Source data
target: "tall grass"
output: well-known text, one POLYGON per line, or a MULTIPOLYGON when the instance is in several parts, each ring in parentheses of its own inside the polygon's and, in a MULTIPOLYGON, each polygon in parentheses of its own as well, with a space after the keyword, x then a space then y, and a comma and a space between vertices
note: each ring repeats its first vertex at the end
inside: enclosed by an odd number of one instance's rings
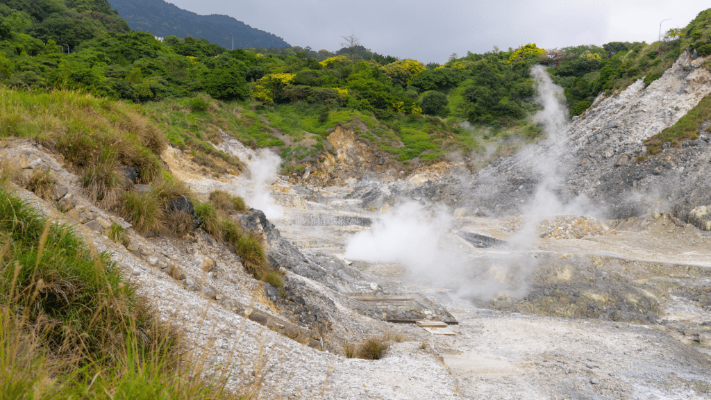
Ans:
MULTIPOLYGON (((223 197, 220 194, 216 196, 217 199, 223 197)), ((198 203, 195 211, 198 218, 203 220, 205 231, 230 246, 242 258, 247 272, 257 279, 267 275, 268 263, 260 235, 245 232, 239 223, 230 219, 212 202, 198 203)))
POLYGON ((165 135, 139 106, 69 91, 34 93, 0 88, 0 137, 31 137, 62 154, 90 196, 113 206, 121 166, 138 167, 144 183, 159 177, 165 135))
POLYGON ((0 397, 244 399, 183 340, 108 253, 0 189, 0 397))
POLYGON ((121 199, 121 214, 141 235, 158 233, 166 227, 165 212, 156 194, 152 191, 129 191, 121 199))
POLYGON ((701 124, 710 120, 711 120, 711 95, 707 95, 685 115, 679 118, 675 124, 646 139, 644 144, 649 147, 648 154, 651 155, 661 152, 662 145, 665 142, 669 142, 671 146, 678 147, 685 140, 698 139, 701 124))

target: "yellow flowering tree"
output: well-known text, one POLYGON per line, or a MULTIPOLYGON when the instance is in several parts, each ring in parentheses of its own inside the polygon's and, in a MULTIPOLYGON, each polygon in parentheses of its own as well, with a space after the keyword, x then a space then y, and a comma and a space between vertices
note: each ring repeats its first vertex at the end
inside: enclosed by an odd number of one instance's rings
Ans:
POLYGON ((336 57, 326 58, 319 63, 321 64, 321 66, 324 68, 330 68, 335 66, 343 65, 349 63, 350 62, 351 60, 345 56, 336 56, 336 57))
POLYGON ((390 77, 392 83, 405 88, 412 83, 413 78, 427 68, 419 61, 407 58, 390 63, 380 67, 380 69, 390 77))
POLYGON ((535 43, 528 43, 516 49, 508 57, 509 63, 523 61, 532 57, 540 57, 545 54, 545 49, 540 48, 535 43))

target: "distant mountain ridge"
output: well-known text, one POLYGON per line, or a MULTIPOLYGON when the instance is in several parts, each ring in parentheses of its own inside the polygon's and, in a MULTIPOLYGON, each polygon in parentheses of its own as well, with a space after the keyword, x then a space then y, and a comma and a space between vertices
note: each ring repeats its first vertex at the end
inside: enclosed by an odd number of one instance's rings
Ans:
POLYGON ((164 0, 110 0, 112 9, 134 31, 149 31, 156 36, 192 36, 231 49, 291 47, 282 38, 252 28, 231 16, 201 16, 164 0))

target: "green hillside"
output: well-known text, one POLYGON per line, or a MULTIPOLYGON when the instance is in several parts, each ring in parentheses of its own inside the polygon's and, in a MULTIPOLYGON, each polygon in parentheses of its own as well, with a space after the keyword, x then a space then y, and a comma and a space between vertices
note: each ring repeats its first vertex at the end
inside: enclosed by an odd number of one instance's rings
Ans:
POLYGON ((225 48, 291 47, 284 39, 225 15, 198 15, 163 0, 112 0, 111 6, 135 31, 159 36, 192 36, 225 48), (234 41, 232 40, 234 38, 234 41))
POLYGON ((173 145, 218 174, 240 167, 210 144, 220 140, 219 130, 246 145, 271 147, 288 169, 317 164, 328 151, 329 130, 349 124, 363 127, 357 131, 361 140, 405 164, 458 152, 471 156, 475 169, 540 135, 530 118, 540 107, 533 65, 551 66, 571 115, 578 115, 600 93, 643 77, 648 84, 684 49, 711 52, 710 12, 652 44, 560 50, 527 44, 425 65, 355 43, 330 53, 300 47, 231 51, 174 36, 161 42, 128 29, 105 0, 39 0, 31 6, 4 0, 0 84, 141 104, 173 145), (491 146, 496 151, 486 158, 491 146))

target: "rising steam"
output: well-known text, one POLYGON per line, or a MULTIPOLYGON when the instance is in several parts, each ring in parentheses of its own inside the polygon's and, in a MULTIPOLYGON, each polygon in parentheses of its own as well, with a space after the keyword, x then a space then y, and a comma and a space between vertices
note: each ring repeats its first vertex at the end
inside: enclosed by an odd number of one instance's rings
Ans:
MULTIPOLYGON (((444 209, 424 209, 405 203, 381 216, 368 231, 354 236, 346 256, 370 262, 398 263, 410 278, 454 288, 456 293, 488 299, 498 295, 523 295, 536 259, 524 251, 537 240, 535 226, 560 214, 591 214, 587 198, 567 199, 561 188, 570 168, 566 144, 567 110, 560 101, 562 90, 553 83, 545 67, 532 70, 543 105, 534 119, 545 127, 547 140, 517 154, 520 166, 540 177, 530 202, 523 207, 523 228, 510 238, 511 248, 476 256, 451 233, 454 219, 444 209)), ((597 213, 596 213, 597 214, 597 213)))
POLYGON ((264 211, 269 219, 284 215, 284 209, 277 204, 269 186, 277 180, 277 171, 282 159, 269 149, 260 149, 247 162, 252 182, 251 191, 243 196, 247 204, 264 211))

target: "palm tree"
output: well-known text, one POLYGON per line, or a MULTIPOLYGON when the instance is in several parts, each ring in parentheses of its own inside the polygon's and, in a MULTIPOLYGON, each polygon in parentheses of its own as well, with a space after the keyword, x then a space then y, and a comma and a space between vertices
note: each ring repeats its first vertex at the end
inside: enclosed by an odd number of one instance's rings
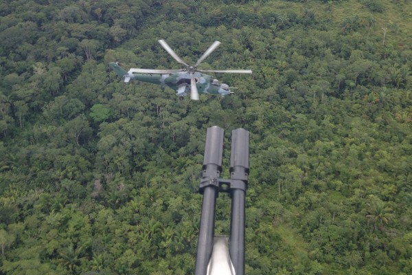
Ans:
POLYGON ((382 230, 387 224, 393 219, 395 215, 392 213, 393 210, 386 205, 386 203, 382 201, 379 198, 371 195, 373 201, 367 204, 368 214, 366 215, 367 223, 371 222, 374 225, 374 230, 376 230, 378 227, 380 230, 382 230))

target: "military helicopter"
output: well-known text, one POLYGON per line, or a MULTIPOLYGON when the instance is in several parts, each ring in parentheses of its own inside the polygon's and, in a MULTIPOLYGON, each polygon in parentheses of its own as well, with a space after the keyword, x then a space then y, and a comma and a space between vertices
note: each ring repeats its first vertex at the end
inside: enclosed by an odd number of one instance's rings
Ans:
POLYGON ((116 74, 124 78, 125 82, 135 79, 139 81, 149 83, 159 84, 167 86, 176 91, 178 96, 184 96, 190 93, 190 98, 194 100, 199 100, 201 94, 217 94, 222 96, 233 94, 227 84, 222 83, 211 76, 203 74, 203 72, 214 73, 230 73, 230 74, 251 74, 252 71, 247 70, 215 70, 215 69, 198 69, 197 67, 213 51, 220 45, 220 42, 215 41, 202 56, 197 60, 194 66, 189 65, 183 61, 166 42, 161 39, 158 41, 160 45, 181 64, 185 65, 185 68, 181 69, 149 69, 130 68, 126 72, 117 62, 111 63, 109 67, 116 74))

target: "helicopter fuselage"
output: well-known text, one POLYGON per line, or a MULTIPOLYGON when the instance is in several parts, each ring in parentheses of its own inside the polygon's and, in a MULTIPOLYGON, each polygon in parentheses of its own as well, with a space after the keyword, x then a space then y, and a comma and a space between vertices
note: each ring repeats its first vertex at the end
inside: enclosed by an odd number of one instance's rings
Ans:
MULTIPOLYGON (((178 72, 173 74, 137 74, 128 72, 121 68, 116 63, 109 64, 116 74, 124 78, 124 82, 130 80, 157 84, 176 91, 176 96, 184 96, 190 93, 190 74, 188 72, 178 72)), ((199 94, 220 94, 226 96, 231 94, 229 85, 220 84, 211 76, 196 72, 194 73, 196 86, 199 94)))

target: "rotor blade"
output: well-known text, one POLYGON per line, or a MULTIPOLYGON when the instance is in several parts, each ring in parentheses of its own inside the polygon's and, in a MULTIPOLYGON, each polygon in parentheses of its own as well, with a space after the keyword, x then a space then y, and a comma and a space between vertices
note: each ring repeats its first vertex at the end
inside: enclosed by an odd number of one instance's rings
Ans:
POLYGON ((180 69, 137 69, 130 68, 128 71, 129 74, 137 73, 137 74, 174 74, 180 72, 180 69))
POLYGON ((251 74, 251 69, 198 69, 198 72, 211 72, 211 73, 229 73, 229 74, 251 74))
POLYGON ((199 100, 199 93, 196 86, 196 80, 193 74, 190 74, 190 99, 194 100, 199 100))
POLYGON ((161 40, 158 41, 157 42, 159 42, 160 43, 160 45, 161 45, 161 46, 163 47, 163 49, 165 49, 169 53, 169 54, 170 54, 172 56, 173 56, 173 58, 177 62, 179 62, 179 63, 183 64, 185 66, 189 66, 177 54, 176 54, 176 53, 174 52, 173 52, 173 50, 172 50, 172 48, 170 47, 169 47, 169 45, 168 45, 166 41, 165 41, 163 39, 161 39, 161 40))
POLYGON ((209 55, 210 54, 211 54, 211 52, 213 51, 214 51, 215 50, 216 50, 216 48, 218 47, 219 47, 219 45, 220 45, 220 42, 219 41, 214 41, 213 44, 211 44, 211 45, 210 47, 209 47, 209 49, 207 49, 207 50, 206 52, 205 52, 205 53, 203 54, 203 55, 202 56, 201 56, 201 58, 198 60, 198 62, 196 62, 196 65, 194 65, 194 67, 198 67, 199 64, 201 64, 202 63, 202 61, 203 61, 205 60, 205 58, 207 58, 207 56, 209 56, 209 55))

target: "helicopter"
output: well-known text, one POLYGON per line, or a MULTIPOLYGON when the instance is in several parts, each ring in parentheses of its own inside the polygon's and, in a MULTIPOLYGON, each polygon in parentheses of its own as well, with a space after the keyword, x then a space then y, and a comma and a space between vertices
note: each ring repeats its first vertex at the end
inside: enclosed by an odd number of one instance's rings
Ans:
MULTIPOLYGON (((178 63, 185 65, 181 69, 150 69, 130 68, 126 72, 119 65, 118 62, 110 63, 110 68, 115 71, 117 76, 123 78, 125 82, 130 80, 146 82, 166 86, 176 91, 176 95, 181 97, 190 94, 190 99, 199 100, 199 94, 215 94, 225 96, 233 92, 231 87, 212 76, 203 74, 204 72, 229 73, 229 74, 251 74, 250 69, 198 69, 197 67, 213 51, 220 45, 220 42, 215 41, 197 60, 193 66, 188 65, 183 60, 172 48, 163 40, 159 40, 160 45, 170 54, 178 63)), ((232 87, 233 89, 233 87, 232 87)))

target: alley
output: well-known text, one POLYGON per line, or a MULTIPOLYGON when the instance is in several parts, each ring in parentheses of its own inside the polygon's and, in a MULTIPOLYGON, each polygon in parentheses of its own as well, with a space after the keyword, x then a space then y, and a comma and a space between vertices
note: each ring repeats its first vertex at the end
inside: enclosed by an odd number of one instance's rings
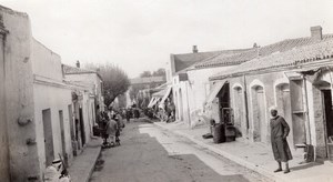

## AIM
Determine how many lines of the material above contain the string "tree", where case counts. Reply with the number alone.

## WRITTEN SOLUTION
2